══ TEXTE FOURNI

ESC vs d’autres formes de renforcement musculaire
ESC vs autres doses/modes d’ES
Conclusion des auteurs
Cette technique pourrait être utile chez des patients présentant des troubles cognitifs ou avec une faiblesse importante les empêchant de faire des exercices de renforcement musculaire seuls.
Cette revue systématique montre aussi que l’ESC a non seulement un effet sur la force musculaire, mais aussi sur l’activité, avec des bénéfices maintenus à distance de l’intervention.
D’autres études sont nécessaires pour évaluer si l’ESC est plus efficace que d’autres formes de renforcement musculaire.
Commentaires Actukiné
L’évaluation de la qualité de la revue systématique a été faite à l’aide la grille AMSTAR. Le score attribué est de 6/11 (pdf en pièce jointe).

════
══ DONNÉES ÉTUDIÉES

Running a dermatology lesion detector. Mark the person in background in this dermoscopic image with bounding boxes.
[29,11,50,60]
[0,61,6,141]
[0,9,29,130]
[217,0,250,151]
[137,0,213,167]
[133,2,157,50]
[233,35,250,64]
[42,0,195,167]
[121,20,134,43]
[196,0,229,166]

════

(CONSIGNE)
Remplacez "force musculaire" par "puissance musculaire" dans le passage du texte fourni qui commence par "Cette revue systématique" et se termine par "de renforcement musculaire.", puis réécrivez ce passage en entier.

(RÉPONSE)
Cette revue systématique montre aussi que l’ESC a non seulement un effet sur la puissance musculaire, mais aussi sur l’activité, avec des bénéfices maintenus à distance de l’intervention.
D’autres études sont nécessaires pour évaluer si l’ESC est plus efficace que d’autres formes de renforcement musculaire.